### RECORDS FOR THE EXERCISE
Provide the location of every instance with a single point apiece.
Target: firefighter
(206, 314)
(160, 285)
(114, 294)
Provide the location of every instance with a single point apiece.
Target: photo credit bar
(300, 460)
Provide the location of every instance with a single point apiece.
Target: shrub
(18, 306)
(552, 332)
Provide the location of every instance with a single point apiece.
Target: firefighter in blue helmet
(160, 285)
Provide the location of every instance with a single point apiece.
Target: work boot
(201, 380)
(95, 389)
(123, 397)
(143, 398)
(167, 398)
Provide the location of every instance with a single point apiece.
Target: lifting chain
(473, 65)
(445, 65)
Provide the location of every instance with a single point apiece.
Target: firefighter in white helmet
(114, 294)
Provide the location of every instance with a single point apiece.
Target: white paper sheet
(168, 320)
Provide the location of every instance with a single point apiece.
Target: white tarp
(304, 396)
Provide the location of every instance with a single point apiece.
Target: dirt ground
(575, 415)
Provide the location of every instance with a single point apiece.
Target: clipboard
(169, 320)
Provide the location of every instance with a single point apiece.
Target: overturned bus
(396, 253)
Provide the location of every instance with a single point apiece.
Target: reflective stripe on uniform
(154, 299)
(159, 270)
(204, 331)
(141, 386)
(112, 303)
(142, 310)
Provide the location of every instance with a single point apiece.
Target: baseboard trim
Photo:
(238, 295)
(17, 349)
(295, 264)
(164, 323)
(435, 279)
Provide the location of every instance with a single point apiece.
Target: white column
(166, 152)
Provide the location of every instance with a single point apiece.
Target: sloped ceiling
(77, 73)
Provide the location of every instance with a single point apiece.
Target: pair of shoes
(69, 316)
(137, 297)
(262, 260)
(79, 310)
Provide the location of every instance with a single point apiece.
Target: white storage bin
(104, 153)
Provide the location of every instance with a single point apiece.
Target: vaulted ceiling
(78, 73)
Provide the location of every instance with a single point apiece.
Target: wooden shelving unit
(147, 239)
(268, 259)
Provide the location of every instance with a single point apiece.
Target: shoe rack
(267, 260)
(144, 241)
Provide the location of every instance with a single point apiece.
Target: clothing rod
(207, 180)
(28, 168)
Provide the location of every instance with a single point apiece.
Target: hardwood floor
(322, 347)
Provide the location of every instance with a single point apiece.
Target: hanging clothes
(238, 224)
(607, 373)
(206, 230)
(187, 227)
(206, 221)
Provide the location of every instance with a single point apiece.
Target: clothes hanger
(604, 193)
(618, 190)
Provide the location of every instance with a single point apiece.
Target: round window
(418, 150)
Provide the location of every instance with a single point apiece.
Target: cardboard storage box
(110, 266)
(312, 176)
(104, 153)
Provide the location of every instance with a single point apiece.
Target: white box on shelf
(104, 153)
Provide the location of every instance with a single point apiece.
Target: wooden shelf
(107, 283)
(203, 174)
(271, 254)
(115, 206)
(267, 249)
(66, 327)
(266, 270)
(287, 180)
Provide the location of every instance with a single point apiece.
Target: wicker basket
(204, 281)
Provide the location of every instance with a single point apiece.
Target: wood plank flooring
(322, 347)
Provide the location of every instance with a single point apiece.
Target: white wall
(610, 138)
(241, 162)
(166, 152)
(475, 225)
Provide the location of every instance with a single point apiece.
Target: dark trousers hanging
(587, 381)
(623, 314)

### WHAT THE TASK REQUIRES
Make an exact copy of each line, beginning at the one containing "Target: clothes hanger" and ending with the last line of the data, and of no other line.

### EXERCISE ANSWER
Target: clothes hanger
(604, 193)
(618, 190)
Provide the location of every instance with a single point apiece.
Target: round window
(418, 150)
Provide the location of every instance with a single point apiece.
Target: cardboard storage box
(110, 266)
(312, 176)
(104, 153)
Provide the location of every instance with a single point apiece.
Target: white box on shelf
(104, 153)
Provide the location of every instance with a single point apiece.
Target: wooden shelf
(107, 283)
(203, 174)
(271, 254)
(115, 206)
(267, 249)
(66, 327)
(266, 270)
(287, 180)
Provide the location of every instance with a single point apiece.
Target: wicker basket
(204, 281)
Provide the location of every instance with a single point apiece.
Target: wood plank flooring
(322, 347)
Provide the location of every instance with a single point apiece.
Target: white wall
(610, 138)
(241, 162)
(166, 152)
(475, 225)
Provide the location of every instance with a single point apiece.
Target: dark trousers hanging
(587, 381)
(623, 314)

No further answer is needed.